| TEXT |
+-------+
The 4-year-old in question is my nephew, Nathan. In my unabashedly biased opinion, he is the most remarkable little fella on the planet -- smart, funny, cuter than most kids his age, and absolutely destined for amazing things. He is obsessed with hockey, Star Wars Legos, Rescue-Bots and Sponge Bob Square Pants. He loves cars, Iron Man, Transformers and R2-D2. His backpack is adorned with Spider Man, his t-shirts are branded with Avengers and his fairy wings are pink and green, with sequins that shimmer and dance if the light catches them just so...

It started in October, when his dad, Chris, took him shopping for Halloween. Nathan desperately wanted a Captain America costume, but also positively and absolutely needed to have a set of green and pink fairy wings. He is, like most 4-year-olds, prone to rash decisions and changing his mind at a moment's notice, so Chris was hesitant to shell out for a set of green and pink ferry wings that may or may not have been forgotten about in six or seven minutes -- no matter how fabulous they were. They decided to wait, check in with Mom, and come back in a few days.
+-------+
| RECORDS |
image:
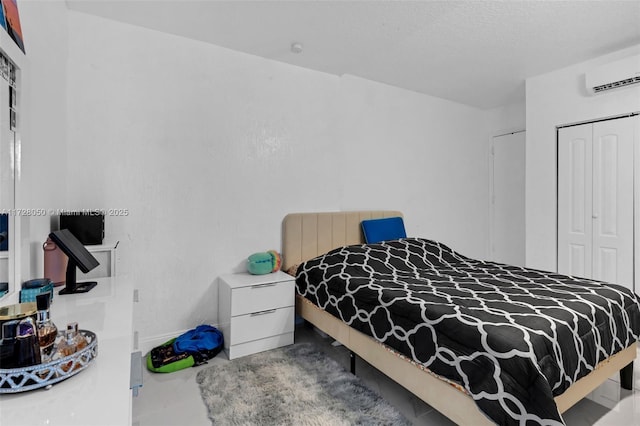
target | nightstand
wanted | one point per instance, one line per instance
(256, 312)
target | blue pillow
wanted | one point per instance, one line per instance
(376, 230)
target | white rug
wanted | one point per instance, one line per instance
(294, 385)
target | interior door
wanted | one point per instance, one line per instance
(507, 228)
(575, 235)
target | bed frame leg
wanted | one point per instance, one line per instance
(626, 377)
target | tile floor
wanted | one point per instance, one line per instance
(174, 399)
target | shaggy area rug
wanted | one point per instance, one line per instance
(294, 385)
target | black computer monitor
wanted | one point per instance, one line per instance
(79, 257)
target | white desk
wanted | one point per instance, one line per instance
(99, 395)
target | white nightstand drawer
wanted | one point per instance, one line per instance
(262, 297)
(262, 324)
(265, 344)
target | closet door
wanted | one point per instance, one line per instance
(575, 200)
(613, 201)
(596, 200)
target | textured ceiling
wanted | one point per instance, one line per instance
(473, 52)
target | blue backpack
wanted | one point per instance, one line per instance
(190, 349)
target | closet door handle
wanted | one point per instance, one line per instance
(270, 311)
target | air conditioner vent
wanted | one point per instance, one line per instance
(616, 84)
(613, 75)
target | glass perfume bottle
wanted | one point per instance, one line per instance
(73, 342)
(66, 347)
(27, 349)
(47, 330)
(79, 340)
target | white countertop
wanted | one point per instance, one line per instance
(100, 394)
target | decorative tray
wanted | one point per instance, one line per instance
(23, 379)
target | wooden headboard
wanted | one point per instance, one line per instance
(307, 235)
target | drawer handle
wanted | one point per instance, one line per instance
(264, 285)
(270, 311)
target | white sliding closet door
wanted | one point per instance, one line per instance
(596, 200)
(508, 199)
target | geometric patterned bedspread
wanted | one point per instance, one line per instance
(513, 337)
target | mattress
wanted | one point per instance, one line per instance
(512, 337)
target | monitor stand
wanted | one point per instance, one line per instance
(80, 288)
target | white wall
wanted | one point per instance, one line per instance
(42, 179)
(208, 149)
(555, 99)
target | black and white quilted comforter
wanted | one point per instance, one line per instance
(513, 337)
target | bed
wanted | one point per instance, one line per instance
(306, 236)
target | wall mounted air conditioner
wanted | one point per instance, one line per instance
(614, 75)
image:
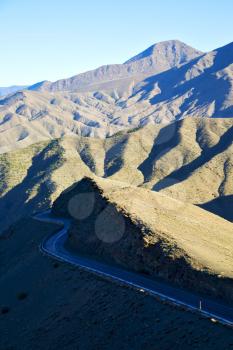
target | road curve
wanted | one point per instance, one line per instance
(54, 247)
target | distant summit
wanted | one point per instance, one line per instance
(156, 59)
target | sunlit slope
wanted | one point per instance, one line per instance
(149, 232)
(190, 160)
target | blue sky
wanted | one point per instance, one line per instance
(52, 39)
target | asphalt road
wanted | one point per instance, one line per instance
(54, 246)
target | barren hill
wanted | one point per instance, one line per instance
(149, 232)
(190, 160)
(111, 99)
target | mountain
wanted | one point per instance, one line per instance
(11, 89)
(190, 160)
(110, 99)
(63, 304)
(154, 60)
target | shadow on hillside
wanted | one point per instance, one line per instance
(20, 200)
(113, 161)
(186, 170)
(167, 139)
(222, 206)
(204, 88)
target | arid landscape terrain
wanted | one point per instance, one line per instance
(138, 159)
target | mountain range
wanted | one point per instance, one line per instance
(167, 82)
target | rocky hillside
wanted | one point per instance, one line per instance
(190, 160)
(150, 233)
(156, 59)
(111, 99)
(61, 305)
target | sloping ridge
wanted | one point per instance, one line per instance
(150, 233)
(155, 59)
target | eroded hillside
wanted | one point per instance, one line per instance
(151, 233)
(190, 160)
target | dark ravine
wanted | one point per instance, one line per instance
(129, 249)
(54, 247)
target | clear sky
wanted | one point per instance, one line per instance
(53, 39)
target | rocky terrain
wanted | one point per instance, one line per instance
(61, 306)
(167, 82)
(150, 233)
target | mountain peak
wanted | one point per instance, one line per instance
(174, 51)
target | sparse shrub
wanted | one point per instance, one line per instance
(22, 295)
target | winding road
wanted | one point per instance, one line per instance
(54, 247)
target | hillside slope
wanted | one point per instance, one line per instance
(190, 160)
(156, 59)
(151, 233)
(201, 87)
(63, 305)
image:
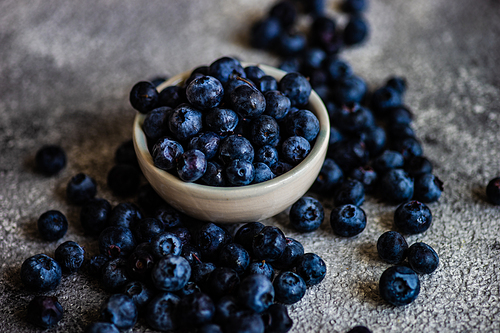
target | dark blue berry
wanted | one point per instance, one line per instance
(161, 312)
(116, 242)
(296, 87)
(120, 310)
(50, 159)
(306, 214)
(396, 186)
(81, 188)
(392, 247)
(52, 225)
(44, 311)
(256, 292)
(428, 188)
(289, 287)
(124, 179)
(70, 256)
(143, 96)
(40, 273)
(184, 122)
(191, 165)
(171, 273)
(413, 217)
(422, 258)
(399, 285)
(311, 268)
(269, 244)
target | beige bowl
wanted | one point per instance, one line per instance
(236, 204)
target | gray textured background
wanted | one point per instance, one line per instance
(66, 68)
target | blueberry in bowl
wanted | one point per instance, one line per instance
(229, 203)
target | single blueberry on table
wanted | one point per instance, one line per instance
(413, 217)
(144, 97)
(392, 247)
(81, 188)
(70, 256)
(171, 273)
(296, 87)
(399, 285)
(422, 258)
(205, 92)
(289, 287)
(191, 165)
(256, 292)
(44, 311)
(52, 225)
(161, 312)
(306, 214)
(50, 159)
(348, 220)
(40, 273)
(124, 179)
(311, 268)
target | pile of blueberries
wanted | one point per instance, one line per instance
(165, 268)
(228, 125)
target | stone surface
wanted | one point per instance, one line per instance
(67, 68)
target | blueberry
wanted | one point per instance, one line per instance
(311, 268)
(50, 159)
(289, 287)
(348, 220)
(143, 96)
(413, 217)
(306, 214)
(114, 275)
(70, 256)
(256, 293)
(166, 244)
(269, 244)
(295, 149)
(428, 188)
(225, 68)
(399, 285)
(124, 179)
(195, 310)
(120, 310)
(40, 273)
(172, 96)
(236, 147)
(396, 186)
(422, 258)
(185, 122)
(248, 102)
(52, 225)
(222, 281)
(191, 165)
(81, 188)
(171, 273)
(351, 191)
(276, 319)
(44, 311)
(234, 256)
(392, 247)
(100, 327)
(302, 123)
(356, 30)
(116, 242)
(161, 312)
(125, 214)
(296, 87)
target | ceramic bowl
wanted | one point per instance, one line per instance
(236, 204)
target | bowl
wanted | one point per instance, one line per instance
(249, 203)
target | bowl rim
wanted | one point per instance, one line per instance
(201, 190)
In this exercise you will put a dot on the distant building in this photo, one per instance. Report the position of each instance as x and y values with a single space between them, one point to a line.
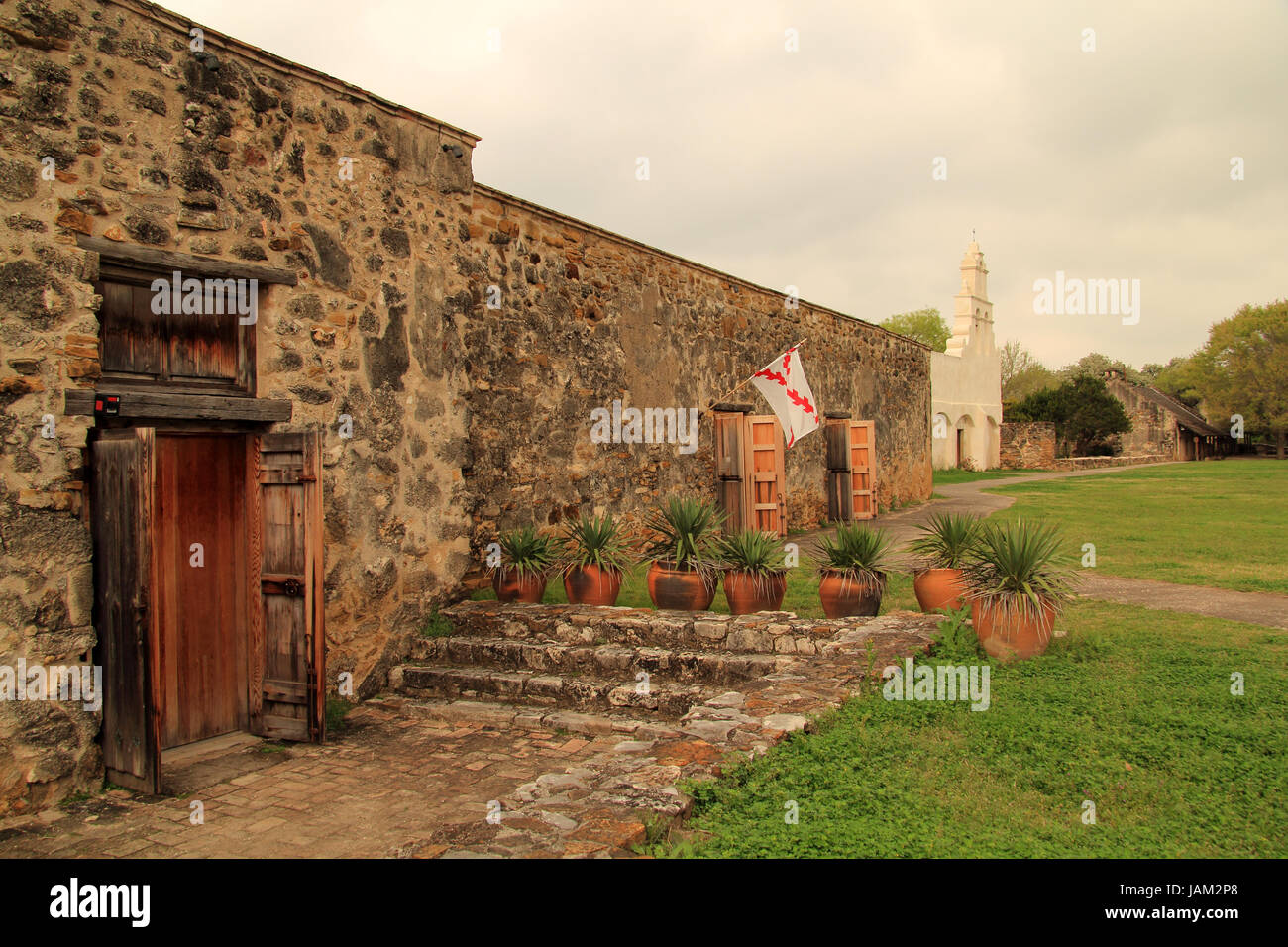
966 380
1163 425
+-------+
| PROBLEM DETAILS |
Give the part of the text about Nathan that opens with the words containing "It started in" and closes with "a few days.", switching "October" to "September". The rows are material of their own, apart from the text about Nathan.

| OUTPUT |
It started in September, when his dad, Chris, took him shopping for Halloween. Nathan desperately wanted a Captain America costume, but also positively and absolutely needed to have a set of green and pink fairy wings. He is, like most 4-year-olds, prone to rash decisions and changing his mind at a moment's notice, so Chris was hesitant to shell out for a set of green and pink ferry wings that may or may not have been forgotten about in six or seven minutes -- no matter how fabulous they were. They decided to wait, check in with Mom, and come back in a few days.